▶ _Task to carry out_:
Write out everything from the line with "Task: please point out the utility" down to the line with "<point>207,1118</point>" again, switching "bicycle" to "bike" and keeping all else the same.

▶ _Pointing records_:
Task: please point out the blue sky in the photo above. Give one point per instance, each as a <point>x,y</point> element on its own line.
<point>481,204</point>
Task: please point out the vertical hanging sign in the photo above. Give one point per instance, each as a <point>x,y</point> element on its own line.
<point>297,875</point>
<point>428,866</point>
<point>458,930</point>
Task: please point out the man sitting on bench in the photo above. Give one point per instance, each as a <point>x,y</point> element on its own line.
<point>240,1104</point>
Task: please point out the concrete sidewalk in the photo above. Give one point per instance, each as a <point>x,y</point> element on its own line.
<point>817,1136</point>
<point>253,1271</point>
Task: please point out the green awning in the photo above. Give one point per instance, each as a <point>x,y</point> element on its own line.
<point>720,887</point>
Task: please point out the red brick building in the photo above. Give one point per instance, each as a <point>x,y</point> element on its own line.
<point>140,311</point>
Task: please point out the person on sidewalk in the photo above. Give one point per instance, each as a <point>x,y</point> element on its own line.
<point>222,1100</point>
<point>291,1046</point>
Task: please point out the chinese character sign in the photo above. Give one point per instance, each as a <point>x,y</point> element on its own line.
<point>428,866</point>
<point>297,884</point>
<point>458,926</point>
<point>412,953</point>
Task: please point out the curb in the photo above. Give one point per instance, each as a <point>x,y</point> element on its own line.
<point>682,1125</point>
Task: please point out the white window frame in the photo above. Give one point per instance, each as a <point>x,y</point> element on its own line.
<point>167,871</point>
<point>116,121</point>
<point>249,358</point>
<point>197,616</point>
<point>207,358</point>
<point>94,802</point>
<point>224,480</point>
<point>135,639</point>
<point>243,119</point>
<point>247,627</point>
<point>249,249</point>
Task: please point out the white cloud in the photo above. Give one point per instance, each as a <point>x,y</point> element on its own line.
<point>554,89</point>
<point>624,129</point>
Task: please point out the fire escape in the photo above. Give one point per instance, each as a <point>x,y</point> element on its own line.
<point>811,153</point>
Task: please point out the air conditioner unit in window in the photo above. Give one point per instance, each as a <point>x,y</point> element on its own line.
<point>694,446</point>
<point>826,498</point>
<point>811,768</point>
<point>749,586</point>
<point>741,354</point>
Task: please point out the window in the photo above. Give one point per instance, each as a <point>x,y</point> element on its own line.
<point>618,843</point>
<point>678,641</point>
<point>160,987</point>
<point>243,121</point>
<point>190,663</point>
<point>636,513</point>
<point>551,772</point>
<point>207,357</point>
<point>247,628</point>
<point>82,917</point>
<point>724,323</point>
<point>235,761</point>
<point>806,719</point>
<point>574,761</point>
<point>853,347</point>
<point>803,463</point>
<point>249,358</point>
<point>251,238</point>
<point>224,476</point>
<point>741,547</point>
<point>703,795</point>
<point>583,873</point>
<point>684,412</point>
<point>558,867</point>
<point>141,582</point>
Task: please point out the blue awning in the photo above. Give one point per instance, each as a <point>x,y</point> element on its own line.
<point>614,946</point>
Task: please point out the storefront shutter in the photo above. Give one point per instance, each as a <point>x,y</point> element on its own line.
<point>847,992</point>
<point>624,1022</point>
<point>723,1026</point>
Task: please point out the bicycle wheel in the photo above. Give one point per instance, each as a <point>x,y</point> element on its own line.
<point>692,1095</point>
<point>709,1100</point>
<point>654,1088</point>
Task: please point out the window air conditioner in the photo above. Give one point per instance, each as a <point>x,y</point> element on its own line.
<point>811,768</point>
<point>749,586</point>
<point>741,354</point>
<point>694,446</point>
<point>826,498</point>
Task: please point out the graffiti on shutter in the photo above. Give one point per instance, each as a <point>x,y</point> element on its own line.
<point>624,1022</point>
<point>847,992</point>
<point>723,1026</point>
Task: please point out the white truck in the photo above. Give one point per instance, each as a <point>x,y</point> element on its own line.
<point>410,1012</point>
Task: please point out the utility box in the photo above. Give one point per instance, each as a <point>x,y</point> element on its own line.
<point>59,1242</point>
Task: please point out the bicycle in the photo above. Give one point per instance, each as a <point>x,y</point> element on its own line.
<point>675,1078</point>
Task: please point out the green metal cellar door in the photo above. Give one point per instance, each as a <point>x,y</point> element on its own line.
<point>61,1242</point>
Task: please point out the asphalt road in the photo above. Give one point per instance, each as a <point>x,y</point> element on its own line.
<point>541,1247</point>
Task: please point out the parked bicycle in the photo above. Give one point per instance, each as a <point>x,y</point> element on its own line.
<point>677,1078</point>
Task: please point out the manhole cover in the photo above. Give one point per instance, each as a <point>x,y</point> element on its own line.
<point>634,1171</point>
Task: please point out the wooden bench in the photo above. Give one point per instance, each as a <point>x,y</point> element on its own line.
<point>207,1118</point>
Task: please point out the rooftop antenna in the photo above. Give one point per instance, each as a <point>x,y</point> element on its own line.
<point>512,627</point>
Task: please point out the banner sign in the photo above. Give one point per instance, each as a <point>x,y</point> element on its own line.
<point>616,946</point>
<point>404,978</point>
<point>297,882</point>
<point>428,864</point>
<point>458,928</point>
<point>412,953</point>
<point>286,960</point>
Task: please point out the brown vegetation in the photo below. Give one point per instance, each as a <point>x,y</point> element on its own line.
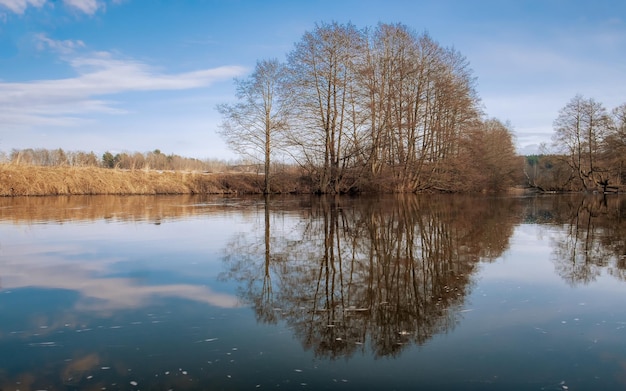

▶ _Task response_:
Task: please point out the utility box in the photo above. Give one point per instance, each as a <point>x,y</point> element on its own line.
<point>59,1242</point>
Task: please point out the bike in the photo above. Give one point per instance, each as a <point>x,y</point> element on its own line.
<point>675,1078</point>
Task: please point out the green metal cellar door in the photo above. Give one point per instance, each as a <point>x,y</point> element on its own line.
<point>61,1242</point>
Task: please point out the asphalt road in the photo above. Give one point per instance, each as a <point>x,y</point> element on its own line.
<point>541,1247</point>
Task: please point out the parked bike in the photo above. Give one point per instance, each as a <point>x,y</point> element on its own line.
<point>677,1078</point>
Task: please point out the manhole cover in the photo above. Give one point per instance, each as a <point>x,y</point> element on its own line.
<point>634,1171</point>
Task: please point out the wooden bench in the photo above. Give one point per instance, each as a <point>x,y</point> element on its own line.
<point>207,1118</point>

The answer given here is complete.